DATA SUPPLIED section start

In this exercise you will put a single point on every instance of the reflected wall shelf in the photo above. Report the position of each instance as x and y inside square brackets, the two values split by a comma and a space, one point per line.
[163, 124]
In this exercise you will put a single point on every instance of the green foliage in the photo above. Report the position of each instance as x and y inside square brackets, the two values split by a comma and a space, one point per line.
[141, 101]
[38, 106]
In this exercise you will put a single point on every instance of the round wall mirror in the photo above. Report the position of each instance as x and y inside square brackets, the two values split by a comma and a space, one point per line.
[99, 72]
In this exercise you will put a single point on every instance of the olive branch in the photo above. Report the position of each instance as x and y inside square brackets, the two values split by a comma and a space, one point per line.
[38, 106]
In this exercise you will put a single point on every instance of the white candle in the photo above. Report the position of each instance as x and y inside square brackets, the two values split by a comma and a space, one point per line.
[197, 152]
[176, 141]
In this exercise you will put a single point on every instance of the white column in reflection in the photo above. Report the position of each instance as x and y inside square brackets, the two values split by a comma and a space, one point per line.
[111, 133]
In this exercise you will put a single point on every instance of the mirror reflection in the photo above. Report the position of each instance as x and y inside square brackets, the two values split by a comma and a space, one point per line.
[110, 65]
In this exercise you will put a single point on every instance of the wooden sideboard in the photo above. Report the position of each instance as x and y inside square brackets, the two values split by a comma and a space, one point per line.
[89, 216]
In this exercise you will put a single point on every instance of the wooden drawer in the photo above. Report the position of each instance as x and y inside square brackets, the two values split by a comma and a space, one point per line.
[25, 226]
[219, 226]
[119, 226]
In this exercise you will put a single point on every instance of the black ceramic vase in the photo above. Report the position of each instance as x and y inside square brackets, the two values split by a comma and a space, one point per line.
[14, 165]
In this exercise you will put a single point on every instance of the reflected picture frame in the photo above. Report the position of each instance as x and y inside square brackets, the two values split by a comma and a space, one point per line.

DATA SUPPLIED section end

* [TASK GOAL] Copy each line of the data above exactly as it appears.

* [EXERCISE OUTPUT]
In this exercise you will put a single point on every instance of the reflected wall shelf in the photo above. Report the position of each instance as x and y inside square brackets, the two values split by a comma and a space, one point per line.
[163, 124]
In this exercise you will put a single point on every instance of the green foliage in the photo above. Report the position of each instance as x and y inside square brackets, the two values split by a comma and a space, one point per line.
[141, 101]
[38, 106]
In this exercise you will put a single point on every instance of the round wall mirror in the photo above. Report the position of each instance as x and y inside square brackets, the two values split by a comma and a space, one point per line.
[99, 72]
In this exercise you will put a single point on every instance of the olive branch in the photo above. Report the position of each instance as x and y inside square brackets, the two values split by a comma and a space, one point per line.
[38, 106]
In this exercise you will put a single point on every instance of the white candle in the photo above. Report the position of each instance as x and y inside square brackets, the two values split by a comma and a space, one point per line.
[197, 152]
[176, 141]
In this exercise you will put a single point on every instance of the white column in reflection in the photo above. Report the position of each instance as x and y inside square brackets, the two values split by a comma and a space, one point per line.
[111, 133]
In this exercise you will put a single point on every instance of the mirror reflection in the photo above. Report the position of each instance as x and y inside square brackets, the two values split by a comma and a space, one point per line.
[110, 65]
In this exercise you will put a single point on every instance of the wooden sideboard in the photo above. Report the position of each instance as x and y inside square brackets, the two values split by a comma and a space, one point per line.
[89, 216]
In this exercise you will put a single point on every instance of the wooden drawer in the photo above. Report the position of each instance as x and y inside square brackets, the two values split by a comma and a space, one point per line.
[25, 226]
[219, 226]
[119, 226]
In this exercise you will put a single point on every instance of the black ceramic vase in the photo above. Report the position of each instance as x and y inside square brackets, the two values split by a comma and a space, one point per line.
[14, 165]
In this exercise you will put a single point on every instance of the reflected picture frame in the photo above. Report the position of each instance as x and y inside square brackets, the two values split by a comma and a space, one point per line.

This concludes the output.